··· TRECHO

Além disso, muitos produtores não podiam arcar com os altos custos dos insumos modernos necessários à produção competitiva do mercado e foram obrigados a vender suas propriedades. Com isso a concentração da posse da terra foi ampliada, bem como o tamanho das propriedades. 
  • Muitos produtores, após venderem suas terras, migraram para as fronteiras agrícolas do centro-oeste ou para os centros urbanos que propiciavam mais ofertas de emprego. A lógica da produção monocultora permitia a utilização em larga escala da mecanização em quase todas as práticas agrícolas, possibilitando aos grandes fazendeiros uma grande redução da mão-de-obra empregada. 
Junto com os problemas sociais gerados pela modernização agrícola brasileira, evidenciaram-se os problemas ambientais decorrentes, em grande parte, da intensiva mecanização e do uso de agrotóxicos. Os agrotóxicos passaram a ser aplicados em doses exageradas, sem obedecer as normas e critérios de segurança exigidos nos países ricos.

······
··· DADOS FORNECIDOS

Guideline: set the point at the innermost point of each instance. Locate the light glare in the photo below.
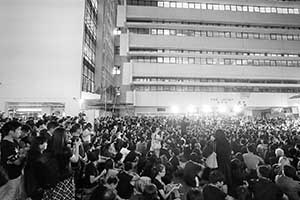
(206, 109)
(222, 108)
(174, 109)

······
··· DADOS FORNECIDOS

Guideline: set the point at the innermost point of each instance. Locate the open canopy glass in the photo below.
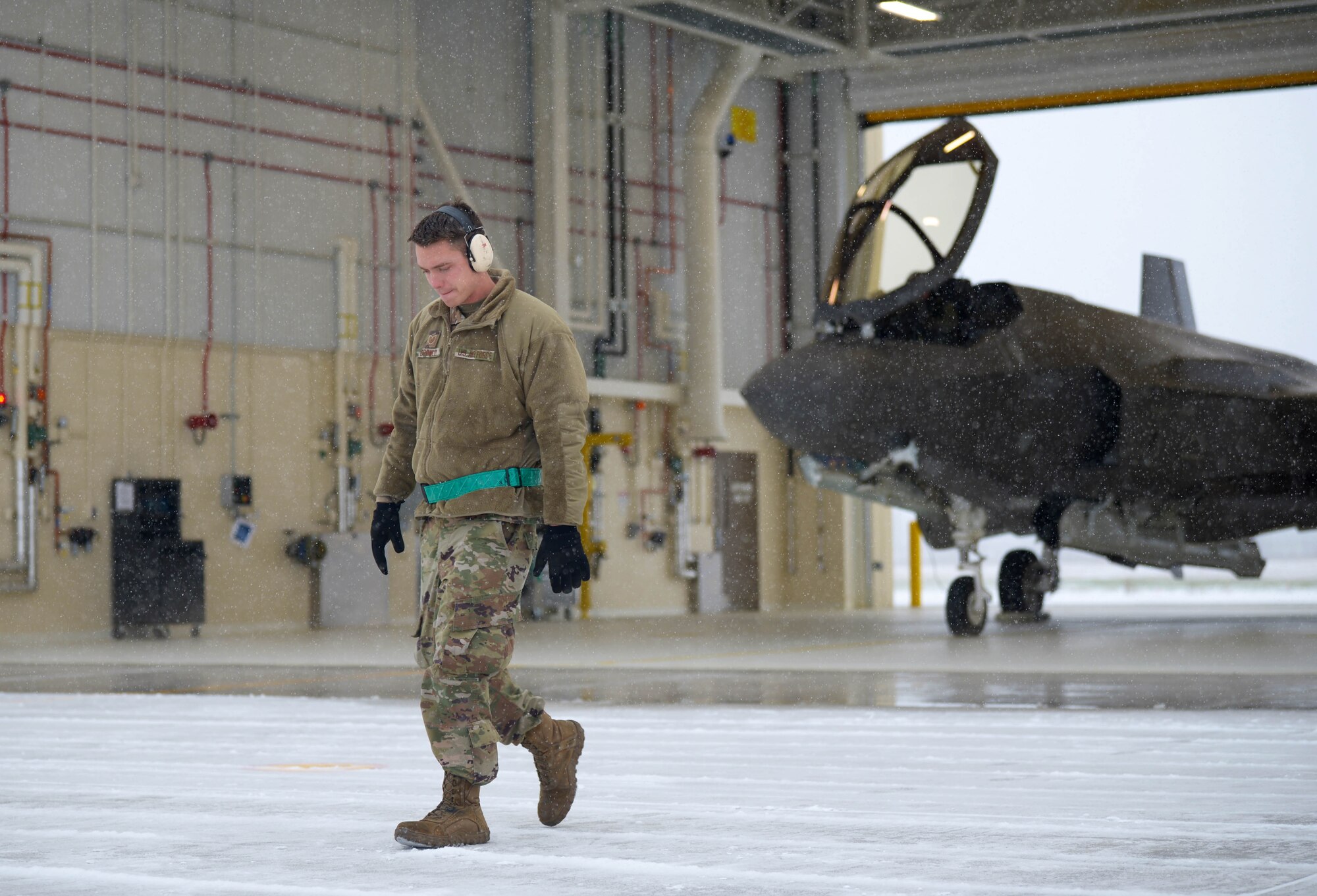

······
··· DADOS FORNECIDOS

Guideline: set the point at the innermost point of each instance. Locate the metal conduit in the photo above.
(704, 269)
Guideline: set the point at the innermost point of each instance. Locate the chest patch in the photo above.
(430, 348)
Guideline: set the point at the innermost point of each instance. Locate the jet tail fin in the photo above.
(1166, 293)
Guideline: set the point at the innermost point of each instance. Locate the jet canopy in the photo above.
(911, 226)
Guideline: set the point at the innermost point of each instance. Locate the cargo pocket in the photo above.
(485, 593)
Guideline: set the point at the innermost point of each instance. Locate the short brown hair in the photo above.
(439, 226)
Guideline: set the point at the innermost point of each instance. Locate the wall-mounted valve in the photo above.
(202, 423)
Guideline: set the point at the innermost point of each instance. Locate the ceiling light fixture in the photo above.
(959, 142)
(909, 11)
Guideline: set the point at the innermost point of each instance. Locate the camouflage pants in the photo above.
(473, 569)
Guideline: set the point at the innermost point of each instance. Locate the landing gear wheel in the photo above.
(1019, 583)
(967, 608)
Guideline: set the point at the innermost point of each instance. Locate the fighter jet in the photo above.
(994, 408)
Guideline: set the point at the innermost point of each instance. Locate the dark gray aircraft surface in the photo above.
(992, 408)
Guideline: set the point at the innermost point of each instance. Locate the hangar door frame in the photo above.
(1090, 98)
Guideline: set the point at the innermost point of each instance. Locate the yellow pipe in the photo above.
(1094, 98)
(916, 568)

······

*O QUE FAZER*
**a)** Indique se cada afirmação concorda com o trecho, respondendo sim ou não e citando literalmente as palavras do trecho que decidem a questão.
(i) Produtores sem condições de pagar os insumos modernos tiveram de vender suas propriedades.
(ii) A mecanização levou os grandes fazendeiros a empregar mais mão-de-obra.
(iii) Os agrotóxicos eram aplicados de acordo com as normas de segurança exigidas nos países ricos.
**b)** Responda com base no trecho, uma resposta por linha, com a mesma marcação:
(i) Para onde migraram muitos produtores depois de vender suas terras?
(ii) Além da concentração da posse da terra, o que também foi ampliado?
(iii) A que se devem, em grande parte, os problemas ambientais mencionados?
**c)** Imprima a parte do trecho que começa em "Além disso, muitos" e segue até "da mão-de-obra empregada.", sem nenhuma alteração.

*RESPOSTAS DO EXERCÍCIO*
**a)**
(i) Sim: "foram obrigados a vender suas propriedades"
(ii) Não: "possibilitando aos grandes fazendeiros uma grande redução da mão-de-obra empregada"
(iii) Não: "sem obedecer as normas e critérios de segurança exigidos nos países ricos"

**b)**
(i) Para as fronteiras agrícolas do centro-oeste ou para os centros urbanos que propiciavam mais ofertas de emprego.
(ii) O tamanho das propriedades.
(iii) À intensiva mecanização e ao uso de agrotóxicos.

**c)**
Além disso, muitos produtores não podiam arcar com os altos custos dos insumos modernos necessários à produção competitiva do mercado e foram obrigados a vender suas propriedades. Com isso a concentração da posse da terra foi ampliada, bem como o tamanho das propriedades. 
  • Muitos produtores, após venderem suas terras, migraram para as fronteiras agrícolas do centro-oeste ou para os centros urbanos que propiciavam mais ofertas de emprego. A lógica da produção monocultora permitia a utilização em larga escala da mecanização em quase todas as práticas agrícolas, possibilitando aos grandes fazendeiros uma grande redução da mão-de-obra empregada.